(Collected data)
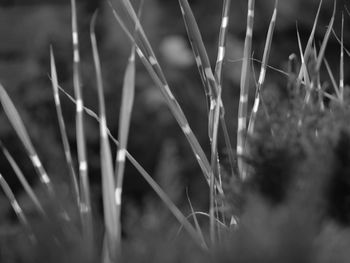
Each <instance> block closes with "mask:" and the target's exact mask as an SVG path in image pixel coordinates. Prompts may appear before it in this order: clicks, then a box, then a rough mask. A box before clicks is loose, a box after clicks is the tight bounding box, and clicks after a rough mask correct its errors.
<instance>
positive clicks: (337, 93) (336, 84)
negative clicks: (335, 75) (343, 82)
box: [324, 58, 341, 101]
mask: <svg viewBox="0 0 350 263" xmlns="http://www.w3.org/2000/svg"><path fill="white" fill-rule="evenodd" d="M324 64H325V66H326V69H327V71H328V75H329V78H330V79H331V82H332V85H333V88H334V90H335V93H336V95H337V98H338V99H339V100H340V101H341V95H340V90H339V88H338V84H337V82H336V81H335V78H334V75H333V72H332V69H331V67H330V66H329V64H328V61H327V59H326V58H324Z"/></svg>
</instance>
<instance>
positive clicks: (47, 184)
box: [0, 84, 56, 198]
mask: <svg viewBox="0 0 350 263" xmlns="http://www.w3.org/2000/svg"><path fill="white" fill-rule="evenodd" d="M0 101H1V104H2V106H3V108H4V111H5V113H6V115H7V117H8V119H9V121H10V122H11V124H12V126H13V128H14V130H15V132H16V133H17V135H18V137H19V138H20V140H21V141H22V143H23V145H24V147H25V149H26V151H27V153H28V156H29V158H30V160H31V161H32V164H33V166H34V168H35V170H36V172H37V174H38V175H39V179H40V181H41V183H43V184H44V185H45V186H46V189H47V191H48V193H49V195H50V197H51V198H55V197H56V195H55V192H54V189H53V186H52V182H51V180H50V178H49V176H48V175H47V173H46V171H45V169H44V167H43V165H42V163H41V161H40V159H39V157H38V154H37V153H36V151H35V149H34V146H33V144H32V142H31V140H30V138H29V135H28V133H27V130H26V128H25V127H24V124H23V121H22V119H21V117H20V116H19V114H18V111H17V109H16V108H15V106H14V104H13V102H12V101H11V99H10V97H9V96H8V94H7V92H6V91H5V89H4V87H3V86H2V85H1V84H0Z"/></svg>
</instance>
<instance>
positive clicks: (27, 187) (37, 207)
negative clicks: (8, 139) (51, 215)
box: [0, 141, 45, 215]
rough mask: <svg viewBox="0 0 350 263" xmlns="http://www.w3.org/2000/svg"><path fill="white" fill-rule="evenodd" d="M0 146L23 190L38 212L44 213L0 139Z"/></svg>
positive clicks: (33, 193)
mask: <svg viewBox="0 0 350 263" xmlns="http://www.w3.org/2000/svg"><path fill="white" fill-rule="evenodd" d="M0 148H1V150H2V152H3V153H4V155H5V157H6V159H7V161H8V162H9V163H10V165H11V167H12V169H13V171H14V172H15V174H16V176H17V178H18V180H19V181H20V182H21V184H22V186H23V188H24V190H25V191H26V193H27V194H28V196H29V198H30V199H31V200H32V202H33V203H34V205H35V207H36V209H37V210H38V211H39V213H41V214H42V215H45V211H44V209H43V207H42V205H41V203H40V201H39V199H38V197H37V196H36V194H35V193H34V191H33V189H32V187H31V186H30V184H29V183H28V181H27V179H26V178H25V176H24V174H23V172H22V171H21V169H20V168H19V166H18V165H17V163H16V161H15V160H14V158H13V157H12V155H11V154H10V153H9V151H8V150H7V148H6V147H5V146H4V144H3V143H2V142H1V141H0Z"/></svg>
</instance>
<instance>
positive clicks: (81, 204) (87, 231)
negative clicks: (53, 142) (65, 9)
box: [71, 0, 93, 253]
mask: <svg viewBox="0 0 350 263" xmlns="http://www.w3.org/2000/svg"><path fill="white" fill-rule="evenodd" d="M71 12H72V40H73V85H74V93H75V97H76V99H77V103H76V117H75V120H76V137H77V138H76V139H77V148H78V162H79V179H80V180H79V183H80V187H79V188H80V203H81V204H80V216H81V220H82V226H83V236H84V240H85V242H86V245H87V246H88V252H89V253H90V252H91V251H92V247H93V229H92V228H93V227H92V215H91V201H90V185H89V178H88V163H87V157H86V142H85V131H84V116H83V108H84V102H83V94H82V87H81V79H80V52H79V36H78V23H77V8H76V0H71Z"/></svg>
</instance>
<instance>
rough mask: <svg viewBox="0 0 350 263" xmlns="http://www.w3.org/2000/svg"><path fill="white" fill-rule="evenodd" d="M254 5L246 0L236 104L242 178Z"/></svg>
mask: <svg viewBox="0 0 350 263" xmlns="http://www.w3.org/2000/svg"><path fill="white" fill-rule="evenodd" d="M254 6H255V0H249V1H248V15H247V29H246V36H245V41H244V51H243V62H242V72H241V85H240V86H241V87H240V97H239V105H238V126H237V158H238V160H237V161H238V170H239V175H240V178H241V179H242V180H244V179H245V178H246V177H247V171H246V165H245V164H244V161H243V159H242V156H243V155H244V153H245V149H244V147H245V141H246V130H247V115H248V92H249V76H250V70H249V65H250V63H249V61H250V58H251V50H252V38H253V27H254Z"/></svg>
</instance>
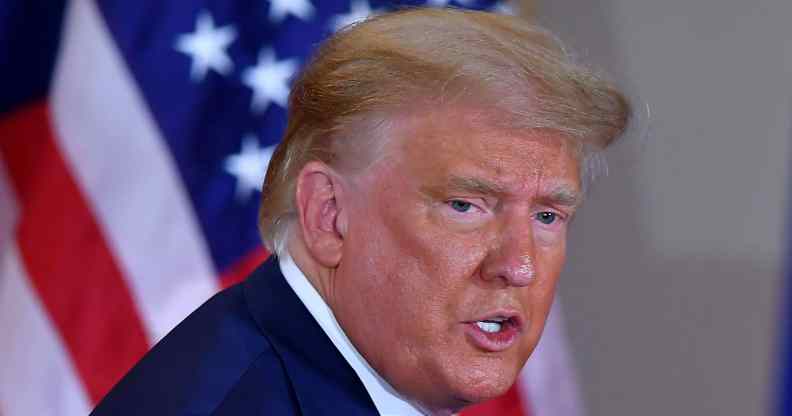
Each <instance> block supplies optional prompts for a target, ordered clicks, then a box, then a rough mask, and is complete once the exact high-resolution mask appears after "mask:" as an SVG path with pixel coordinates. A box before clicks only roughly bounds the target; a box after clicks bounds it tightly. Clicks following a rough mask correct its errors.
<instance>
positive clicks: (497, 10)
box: [492, 1, 519, 16]
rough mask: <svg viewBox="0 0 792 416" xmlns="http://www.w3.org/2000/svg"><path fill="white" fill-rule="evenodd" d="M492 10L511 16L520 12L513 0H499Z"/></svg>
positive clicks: (514, 15)
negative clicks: (499, 0)
mask: <svg viewBox="0 0 792 416" xmlns="http://www.w3.org/2000/svg"><path fill="white" fill-rule="evenodd" d="M492 11H494V12H495V13H500V14H508V15H511V16H517V15H518V14H519V9H518V8H517V5H516V4H515V3H514V2H513V1H499V2H498V3H497V4H496V5H495V7H493V8H492Z"/></svg>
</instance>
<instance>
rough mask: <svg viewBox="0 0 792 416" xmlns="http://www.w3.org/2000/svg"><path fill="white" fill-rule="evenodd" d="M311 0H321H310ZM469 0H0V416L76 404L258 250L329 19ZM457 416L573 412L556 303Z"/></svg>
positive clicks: (232, 280) (547, 415)
mask: <svg viewBox="0 0 792 416" xmlns="http://www.w3.org/2000/svg"><path fill="white" fill-rule="evenodd" d="M320 3H321V4H320ZM403 6H432V7H445V6H456V7H469V8H476V9H489V10H495V9H496V10H497V11H500V12H509V11H510V8H509V7H508V5H506V4H502V3H500V2H496V1H485V0H454V1H451V0H428V1H417V0H416V1H374V0H372V1H368V0H351V1H350V0H346V1H342V0H335V1H330V0H321V2H320V1H319V0H259V1H250V0H233V1H232V0H226V1H220V0H216V1H209V0H196V1H189V2H188V1H176V0H158V1H134V2H130V1H121V0H102V1H98V0H73V1H71V2H65V1H63V0H61V1H55V0H6V1H4V2H2V3H0V336H1V338H0V340H1V341H0V415H3V416H17V415H24V416H29V415H65V416H69V415H85V414H87V413H89V411H90V409H91V408H92V407H93V405H94V404H96V403H97V401H98V400H100V399H101V398H102V396H103V395H104V394H105V393H106V392H107V391H108V390H109V389H110V387H111V386H112V385H113V384H114V383H115V382H116V381H117V380H118V379H119V378H120V377H121V376H122V375H123V374H124V373H125V372H126V371H127V370H128V369H129V368H130V367H131V366H132V365H133V364H134V363H135V362H136V361H137V360H138V359H139V358H140V357H141V356H142V355H143V354H144V353H145V352H146V351H147V350H148V349H149V347H151V346H152V345H153V344H154V343H156V342H157V341H158V340H159V339H160V338H162V337H163V336H164V335H165V334H166V333H167V332H168V331H169V330H170V329H171V328H173V327H174V326H175V325H176V324H177V323H178V322H179V321H180V320H182V319H183V318H184V317H186V316H187V314H188V313H189V312H191V311H192V310H193V309H194V308H196V307H197V306H198V305H200V304H201V303H202V302H203V301H205V300H206V299H207V298H208V297H209V296H211V295H212V294H213V293H215V292H216V291H218V290H220V289H222V288H223V287H227V286H228V285H231V284H234V283H236V282H238V281H239V280H241V279H242V278H244V277H245V276H246V275H247V274H248V273H249V272H250V271H251V270H252V269H253V268H254V267H255V266H256V265H257V264H259V263H260V262H261V261H262V260H263V259H264V258H266V256H267V255H268V254H267V253H266V252H265V251H264V250H263V249H262V247H261V245H260V243H259V237H258V233H257V230H256V225H255V222H256V211H257V205H258V199H259V192H260V191H259V190H260V185H261V183H262V180H263V175H264V172H265V171H266V167H267V163H268V161H269V157H270V155H271V153H272V150H273V146H274V145H275V144H276V143H277V141H278V140H279V138H280V136H281V133H282V131H283V129H284V127H285V115H286V112H285V108H284V107H285V105H286V99H287V95H288V91H289V82H290V80H291V79H292V77H293V76H294V75H295V73H296V71H298V70H299V68H300V66H301V65H302V64H303V63H304V62H305V60H306V57H307V56H308V54H309V53H310V51H311V50H312V48H314V47H315V45H316V44H317V43H318V42H320V41H321V40H322V39H324V38H326V37H327V36H328V35H330V34H332V33H333V32H334V31H335V30H337V29H339V28H341V27H343V26H345V25H347V24H350V23H352V22H354V21H356V20H359V19H361V18H364V17H365V16H367V15H369V14H372V13H380V12H383V11H386V10H392V9H394V8H397V7H403ZM465 414H467V415H483V414H504V415H534V416H551V415H553V416H578V415H582V414H583V413H582V410H581V405H580V400H579V397H578V392H577V386H576V385H575V381H574V374H573V372H572V369H571V365H570V361H569V357H568V353H567V346H566V343H565V341H564V335H563V330H562V327H561V323H560V315H559V311H558V310H557V309H556V310H554V312H553V315H552V319H551V321H550V322H549V324H548V327H547V329H546V333H545V336H544V339H543V341H542V343H541V344H540V346H539V348H538V349H537V351H536V353H535V354H534V357H533V358H532V359H531V360H530V361H529V364H528V365H527V367H526V369H525V371H524V372H523V374H522V376H521V378H520V380H519V382H518V384H517V385H516V386H515V388H513V389H512V390H511V391H510V392H509V393H508V394H507V395H506V396H504V397H503V398H501V399H499V400H495V401H493V402H490V403H487V404H485V405H482V406H479V407H477V408H474V409H470V410H467V411H466V412H465Z"/></svg>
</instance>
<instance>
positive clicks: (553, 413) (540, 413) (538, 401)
mask: <svg viewBox="0 0 792 416" xmlns="http://www.w3.org/2000/svg"><path fill="white" fill-rule="evenodd" d="M519 387H520V392H521V394H522V396H523V397H527V398H528V400H527V402H529V403H530V406H531V409H530V410H531V415H533V416H584V415H585V411H584V407H583V403H582V399H581V397H580V391H579V390H578V384H577V375H576V373H575V368H574V362H573V361H572V356H571V354H570V350H569V345H568V343H567V339H566V333H565V331H564V317H563V313H562V311H561V302H560V301H559V299H556V301H555V302H553V307H552V309H551V310H550V316H549V317H548V318H547V324H546V325H545V329H544V333H543V334H542V339H541V340H540V341H539V345H537V346H536V350H534V352H533V354H532V355H531V358H529V359H528V363H527V364H526V365H525V368H524V369H523V372H522V375H521V383H520V385H519Z"/></svg>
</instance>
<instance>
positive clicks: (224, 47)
mask: <svg viewBox="0 0 792 416" xmlns="http://www.w3.org/2000/svg"><path fill="white" fill-rule="evenodd" d="M236 35H237V33H236V29H234V27H233V26H232V25H228V26H223V27H215V24H214V19H212V15H211V14H210V13H209V12H207V11H202V12H200V13H199V14H198V18H197V19H196V23H195V32H193V33H190V34H185V35H180V36H179V37H178V39H177V40H176V45H175V48H176V50H177V51H179V52H183V53H185V54H187V55H189V56H190V58H192V68H191V69H190V77H191V78H192V79H193V81H201V80H202V79H204V77H206V73H207V72H208V71H209V70H210V69H213V70H215V71H217V73H219V74H221V75H226V74H228V73H229V72H230V71H231V69H232V68H233V66H234V63H233V62H232V61H231V58H229V56H228V52H227V51H226V48H228V45H230V44H231V42H233V41H234V39H236Z"/></svg>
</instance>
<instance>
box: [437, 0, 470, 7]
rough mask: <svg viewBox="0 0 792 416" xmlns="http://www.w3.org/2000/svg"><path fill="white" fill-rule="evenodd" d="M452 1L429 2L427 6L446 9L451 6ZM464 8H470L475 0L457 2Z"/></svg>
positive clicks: (461, 0) (445, 0)
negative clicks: (447, 6)
mask: <svg viewBox="0 0 792 416" xmlns="http://www.w3.org/2000/svg"><path fill="white" fill-rule="evenodd" d="M451 1H452V0H427V1H426V5H427V6H432V7H446V6H448V5H449V4H451ZM456 2H457V3H459V4H460V5H462V6H465V7H470V6H472V5H473V2H474V0H456Z"/></svg>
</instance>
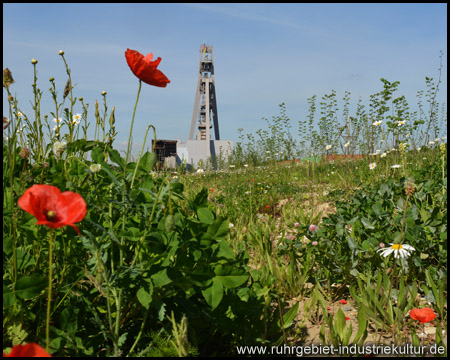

Directions => Look through the data and show every line containing "before".

Completed task =>
Each <instance> block closes with "mask:" and the target's exact mask as an SVG path in image pixel coordinates. Prompts may appear before it in this order: clicks, then a box, then a rough mask. A box before clicks is loose, a box after clicks is the tight bounding box, and clicks after a rough mask correct its errors.
Each <instance> block supplies optional prompts for a target, ordered clicks, then a box, then a rough mask, and is complete once the exact high-resolution mask appears after "mask:" as an SVG path with pixel coordinates. A box before clicks only roughly bounds the target; a box after clicks bounds it tightly. Clicks following a rough mask correct its errors.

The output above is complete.